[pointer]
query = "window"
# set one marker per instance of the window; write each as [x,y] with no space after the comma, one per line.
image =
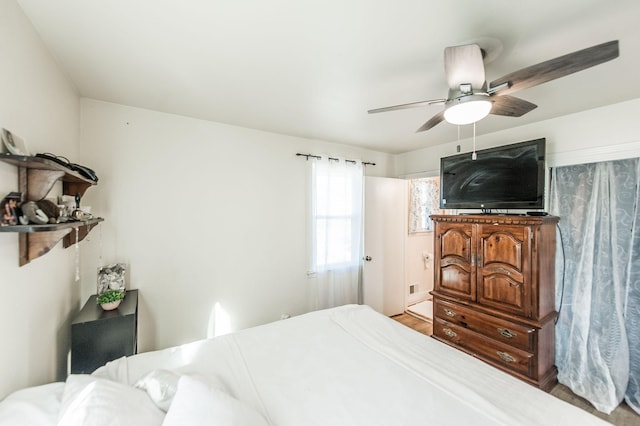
[336,215]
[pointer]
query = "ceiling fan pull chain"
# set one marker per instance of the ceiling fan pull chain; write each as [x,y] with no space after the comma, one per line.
[474,156]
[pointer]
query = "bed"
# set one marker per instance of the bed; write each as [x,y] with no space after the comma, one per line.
[342,366]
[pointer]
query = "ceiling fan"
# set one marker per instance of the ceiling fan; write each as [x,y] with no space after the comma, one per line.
[470,99]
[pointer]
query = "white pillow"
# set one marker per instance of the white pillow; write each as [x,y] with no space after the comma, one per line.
[161,386]
[195,403]
[89,400]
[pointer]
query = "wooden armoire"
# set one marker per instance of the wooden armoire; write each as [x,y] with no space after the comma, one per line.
[494,291]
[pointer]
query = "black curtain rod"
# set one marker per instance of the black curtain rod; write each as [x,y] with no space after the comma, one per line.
[317,157]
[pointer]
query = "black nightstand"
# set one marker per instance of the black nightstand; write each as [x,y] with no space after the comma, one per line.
[99,336]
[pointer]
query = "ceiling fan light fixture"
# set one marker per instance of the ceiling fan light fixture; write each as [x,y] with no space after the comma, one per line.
[467,109]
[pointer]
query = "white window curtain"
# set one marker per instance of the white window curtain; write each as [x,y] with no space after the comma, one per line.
[598,281]
[424,201]
[336,232]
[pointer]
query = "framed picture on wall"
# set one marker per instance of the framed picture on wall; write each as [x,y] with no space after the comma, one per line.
[424,200]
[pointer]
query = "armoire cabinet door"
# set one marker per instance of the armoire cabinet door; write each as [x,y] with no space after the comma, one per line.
[503,268]
[455,261]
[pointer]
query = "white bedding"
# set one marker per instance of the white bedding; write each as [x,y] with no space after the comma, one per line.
[343,366]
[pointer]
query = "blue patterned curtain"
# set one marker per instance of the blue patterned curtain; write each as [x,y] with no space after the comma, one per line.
[598,281]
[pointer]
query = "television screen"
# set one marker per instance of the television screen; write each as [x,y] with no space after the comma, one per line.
[505,177]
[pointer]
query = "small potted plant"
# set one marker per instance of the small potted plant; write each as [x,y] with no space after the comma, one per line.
[110,299]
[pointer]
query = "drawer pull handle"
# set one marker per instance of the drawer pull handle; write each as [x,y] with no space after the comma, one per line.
[505,356]
[502,271]
[449,332]
[506,333]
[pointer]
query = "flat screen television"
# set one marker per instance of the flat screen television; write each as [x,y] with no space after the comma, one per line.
[505,177]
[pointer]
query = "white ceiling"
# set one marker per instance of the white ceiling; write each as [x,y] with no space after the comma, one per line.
[313,68]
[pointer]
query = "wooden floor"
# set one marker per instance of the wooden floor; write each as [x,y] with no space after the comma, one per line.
[621,416]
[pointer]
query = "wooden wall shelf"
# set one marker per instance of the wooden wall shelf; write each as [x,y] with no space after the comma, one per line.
[36,177]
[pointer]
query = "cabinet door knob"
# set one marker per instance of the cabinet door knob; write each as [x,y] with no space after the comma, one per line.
[506,333]
[449,332]
[505,356]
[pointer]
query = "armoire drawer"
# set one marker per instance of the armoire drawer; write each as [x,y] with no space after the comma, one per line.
[505,356]
[517,335]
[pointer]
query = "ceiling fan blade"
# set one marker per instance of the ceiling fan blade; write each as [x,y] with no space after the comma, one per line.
[433,121]
[558,67]
[464,64]
[409,105]
[511,106]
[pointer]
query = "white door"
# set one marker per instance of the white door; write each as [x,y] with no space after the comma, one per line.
[385,225]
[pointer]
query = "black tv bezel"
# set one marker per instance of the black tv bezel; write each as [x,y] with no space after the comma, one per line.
[510,205]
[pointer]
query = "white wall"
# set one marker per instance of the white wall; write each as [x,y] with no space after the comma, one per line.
[204,213]
[38,104]
[419,272]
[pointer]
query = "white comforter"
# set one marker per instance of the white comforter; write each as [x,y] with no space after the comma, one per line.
[343,366]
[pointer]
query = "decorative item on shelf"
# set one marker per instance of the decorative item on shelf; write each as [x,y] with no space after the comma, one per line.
[110,299]
[10,209]
[112,277]
[13,144]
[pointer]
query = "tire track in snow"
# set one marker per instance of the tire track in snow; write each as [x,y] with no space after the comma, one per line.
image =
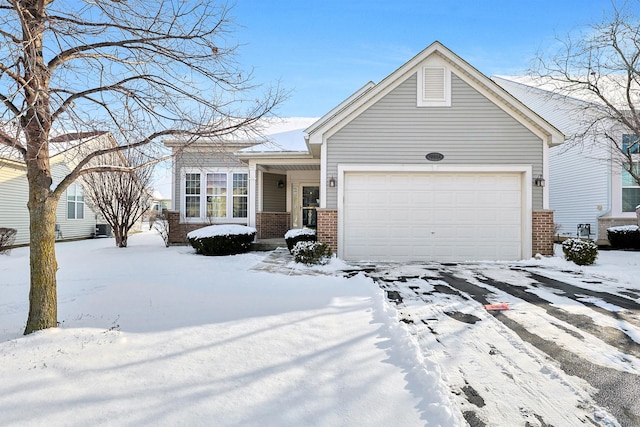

__Given exercise__. Collect every line of the listing that contains the string "item", matching case exactly.

__The reply__.
query = "decorative item on shelf"
# set one marker per instance of the decorative item on shelf; write each as [x,y] with no space after the comma, one per line.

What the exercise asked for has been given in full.